> **Required tasks**:
#1 Name every New York building that the article about staff apartments in Manhattan condominiums mentions by name.
#2 From the article about staff apartments in Manhattan condominiums, reproduce the passage between "By Sharon L." and "the main residence.", inclusive.

> **Source**:
==================================================

By Sharon L. Lynch
Jan. 15 (Bloomberg) -- Scrubbing toilets is one way to land a million-dollar apartment at 15 Central Park West, Manhattan's most expensive new condominium.
Goldman Sachs Group Inc. Chairman Lloyd Blankfein, former Citigroup Inc. Chairman Sanford Weill and rock star Sting are buying units in the building, which has 24 studio and one- bedroom apartments for maids, butlers and cooks. For condo owners who buy employee quarters, the extra expense ensures that help will be nearby while not in the main residence.
``They can still watch their own TV, have their own life,'' said Arthur Zeckendorf, who developed the property with brother William Lie Zeckendorf. ``If you have someone working for you full time, you still want your privacy.''
The Zeckendorf property joins the old Stanhope Hotel and Time Warner Center among New York buildings with staff apartments on separate floors, a throwback to the days when America's wealthy reserved the top levels of grand apartment buildings for servants. They're the latest amenity in the city's ultra-luxury market.
Just north of Columbus Circle on Manhattan's Upper West Side, 15 Central Park West takes its architectural inspiration from the nearby Dakota, Zeckendorf said. The AIA Guide to New York City dubbed that 1880s property ``the city's first luxury apartment house.'' Its upper stories are dotted with small, gabled windows where staff once lived.
In the days before air-conditioning, those rafter-topped floors could be stiflingly hot in summer.

==================================================

> **Excerpts of bounding box data**:
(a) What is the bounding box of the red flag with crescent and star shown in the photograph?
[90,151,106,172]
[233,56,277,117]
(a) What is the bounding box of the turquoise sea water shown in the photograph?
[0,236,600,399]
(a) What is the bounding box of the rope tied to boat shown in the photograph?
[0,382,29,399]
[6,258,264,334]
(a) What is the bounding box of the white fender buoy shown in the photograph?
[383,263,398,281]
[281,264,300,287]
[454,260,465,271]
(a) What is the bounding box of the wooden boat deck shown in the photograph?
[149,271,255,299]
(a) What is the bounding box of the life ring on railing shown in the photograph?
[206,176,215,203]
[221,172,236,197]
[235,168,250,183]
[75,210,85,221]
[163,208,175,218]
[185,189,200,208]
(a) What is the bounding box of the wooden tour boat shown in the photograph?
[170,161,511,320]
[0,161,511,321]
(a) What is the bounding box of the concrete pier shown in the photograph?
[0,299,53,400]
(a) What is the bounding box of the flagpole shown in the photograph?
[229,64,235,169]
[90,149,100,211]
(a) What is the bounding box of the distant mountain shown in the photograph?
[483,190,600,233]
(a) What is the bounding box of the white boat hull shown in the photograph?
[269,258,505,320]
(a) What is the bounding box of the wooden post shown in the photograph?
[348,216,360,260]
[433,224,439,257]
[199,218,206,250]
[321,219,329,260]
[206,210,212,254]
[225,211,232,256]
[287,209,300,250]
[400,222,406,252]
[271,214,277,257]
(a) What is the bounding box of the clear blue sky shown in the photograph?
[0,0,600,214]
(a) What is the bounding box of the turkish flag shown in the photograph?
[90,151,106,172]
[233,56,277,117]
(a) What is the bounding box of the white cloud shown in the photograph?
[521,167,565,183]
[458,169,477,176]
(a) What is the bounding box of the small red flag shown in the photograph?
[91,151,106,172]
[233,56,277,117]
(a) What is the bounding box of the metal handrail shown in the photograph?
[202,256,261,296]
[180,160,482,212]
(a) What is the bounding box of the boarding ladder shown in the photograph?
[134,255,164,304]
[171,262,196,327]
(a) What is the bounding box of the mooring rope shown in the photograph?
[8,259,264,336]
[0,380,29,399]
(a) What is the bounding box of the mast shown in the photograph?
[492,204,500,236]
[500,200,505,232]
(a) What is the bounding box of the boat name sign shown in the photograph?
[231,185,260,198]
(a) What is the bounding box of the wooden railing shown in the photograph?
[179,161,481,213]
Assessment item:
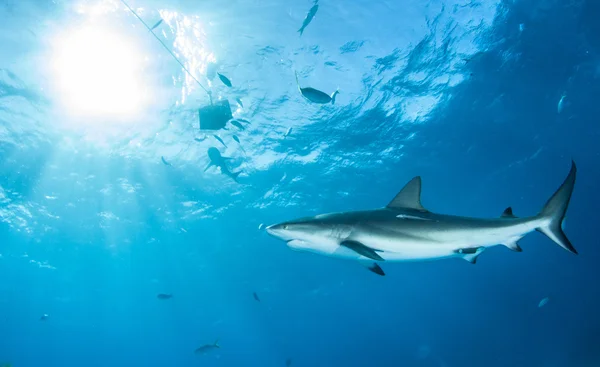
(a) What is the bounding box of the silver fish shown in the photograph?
[295,72,340,104]
[298,1,319,36]
[217,73,231,88]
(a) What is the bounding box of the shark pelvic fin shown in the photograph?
[500,206,516,218]
[454,247,485,264]
[340,240,384,261]
[367,263,385,277]
[387,176,427,212]
[503,239,523,252]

==================================================

> **Solutions by task**:
#1
15 Central Park West
Stanhope Hotel
Time Warner Center
Dakota

#2
By Sharon L. Lynch
Jan. 15 (Bloomberg) -- Scrubbing toilets is one way to land a million-dollar apartment at 15 Central Park West, Manhattan's most expensive new condominium.
Goldman Sachs Group Inc. Chairman Lloyd Blankfein, former Citigroup Inc. Chairman Sanford Weill and rock star Sting are buying units in the building, which has 24 studio and one- bedroom apartments for maids, butlers and cooks. For condo owners who buy employee quarters, the extra expense ensures that help will be nearby while not in the main residence.